* BRIEF *
Extend the blog post on Prisma's schema introspection for MongoDB, starting from the point where it stops.

* TEXT BLOCK *
——————

How Prisma Introspects a Schema from a MongoDB Database

janpio

Jan Piotrowski

Posted on May 3, 2022

How Prisma Introspects a Schema from a MongoDB Database

Prisma ORM recently released support for MongoDB. This represents the first time Prisma has supported a database outside of the SQL world. Prisma has been known for supporting many relational databases, but how did it end up being able to support the quite different MongoDB?

🕴️ I work as the Engineering Manager of Prisma’s Schema team. We are responsible for the schema management parts of Prisma, which most prominently include our migrations and introspection tools, as well as the Prisma schema language and file (and our awesome Prisma VS Code extension!).

The other big team working on Prisma object relational-mapper (ORM) is the Client team that builds Prisma Client and the Query Engine. These let users interact with their database to read and manipulate data.

In this blog post, I summarize how our team got Prisma’s schema introspection feature to work for the new MongoDB connector and the interesting challenges we solved along the way.

Prisma

Prisma is a Node.js database ORM built around the Prisma schema language and the Prisma schema file containing an abstract representation of a user’s database. When you have tables with columns of certain data types in your database, those are represented as models with fields of a type in your Prisma schema.

——————

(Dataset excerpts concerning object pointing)
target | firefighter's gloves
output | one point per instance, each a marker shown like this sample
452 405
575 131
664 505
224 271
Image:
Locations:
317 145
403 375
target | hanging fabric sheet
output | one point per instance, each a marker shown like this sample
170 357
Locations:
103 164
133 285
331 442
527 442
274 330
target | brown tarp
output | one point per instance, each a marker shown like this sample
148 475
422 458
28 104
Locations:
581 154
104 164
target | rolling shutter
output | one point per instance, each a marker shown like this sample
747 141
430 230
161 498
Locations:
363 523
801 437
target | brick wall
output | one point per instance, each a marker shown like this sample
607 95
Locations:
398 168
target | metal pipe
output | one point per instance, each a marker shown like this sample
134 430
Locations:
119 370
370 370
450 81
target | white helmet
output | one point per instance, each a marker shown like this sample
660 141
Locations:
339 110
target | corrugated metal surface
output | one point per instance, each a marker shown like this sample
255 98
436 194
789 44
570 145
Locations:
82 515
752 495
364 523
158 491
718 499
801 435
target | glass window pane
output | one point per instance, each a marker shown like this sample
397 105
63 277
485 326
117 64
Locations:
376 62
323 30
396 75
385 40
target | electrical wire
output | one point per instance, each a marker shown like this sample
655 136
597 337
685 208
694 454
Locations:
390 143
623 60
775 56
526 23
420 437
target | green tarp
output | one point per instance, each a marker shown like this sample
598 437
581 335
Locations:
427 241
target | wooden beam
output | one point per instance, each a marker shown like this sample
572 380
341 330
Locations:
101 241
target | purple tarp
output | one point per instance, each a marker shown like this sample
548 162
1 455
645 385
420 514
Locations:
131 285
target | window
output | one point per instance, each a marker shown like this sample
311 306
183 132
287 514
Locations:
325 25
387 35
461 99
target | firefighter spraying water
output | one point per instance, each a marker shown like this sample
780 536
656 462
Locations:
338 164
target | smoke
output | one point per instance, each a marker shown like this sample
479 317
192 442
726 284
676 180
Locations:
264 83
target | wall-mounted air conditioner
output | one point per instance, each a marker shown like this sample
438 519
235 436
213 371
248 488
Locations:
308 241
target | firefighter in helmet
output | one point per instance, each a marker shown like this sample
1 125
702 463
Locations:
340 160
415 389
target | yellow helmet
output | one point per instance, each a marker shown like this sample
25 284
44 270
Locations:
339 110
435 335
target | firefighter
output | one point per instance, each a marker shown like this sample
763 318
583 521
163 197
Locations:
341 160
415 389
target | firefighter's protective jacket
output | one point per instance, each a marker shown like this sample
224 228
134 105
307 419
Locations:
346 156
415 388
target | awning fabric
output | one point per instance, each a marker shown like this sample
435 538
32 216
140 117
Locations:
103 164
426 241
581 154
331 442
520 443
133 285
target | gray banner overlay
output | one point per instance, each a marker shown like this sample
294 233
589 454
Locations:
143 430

——————

* OUTPUT FOR THIS TASK *
Prisma uses that information to generate a fully type-safe TypeScript/JavaScript Prisma Client that makes it easy to interact with the data in your database (meaning it will complain if you try to write a String into a Datetime field, and make sure you, for example, include information for all the non-nullable columns without a default and similar).

Prisma Migrate uses your changes to the Prisma schema to automatically generate the SQL required to migrate your database to reflect that new schema. You don’t need to think about the changes necessary. You just write what you want to achieve, and Prisma then intelligently generates the SQL DDL (Data Definition Language) for that.

For users who want to start using Prisma with their existing database, Prisma has a feature called Introspection. You call the CLI command prisma db pull to “pull in” the existing database schema, and Prisma then can create the Prisma schema for you automatically, so your existing database can be used with Prisma in seconds.

This works the same for PostgreSQL, MySQL, MariaDB, SQL Server, CockroachDB, and even SQLite and relies on relational databases being pretty similar, having tables and columns, understanding some dialect of SQL, having foreign keys, and concepts like referential integrity.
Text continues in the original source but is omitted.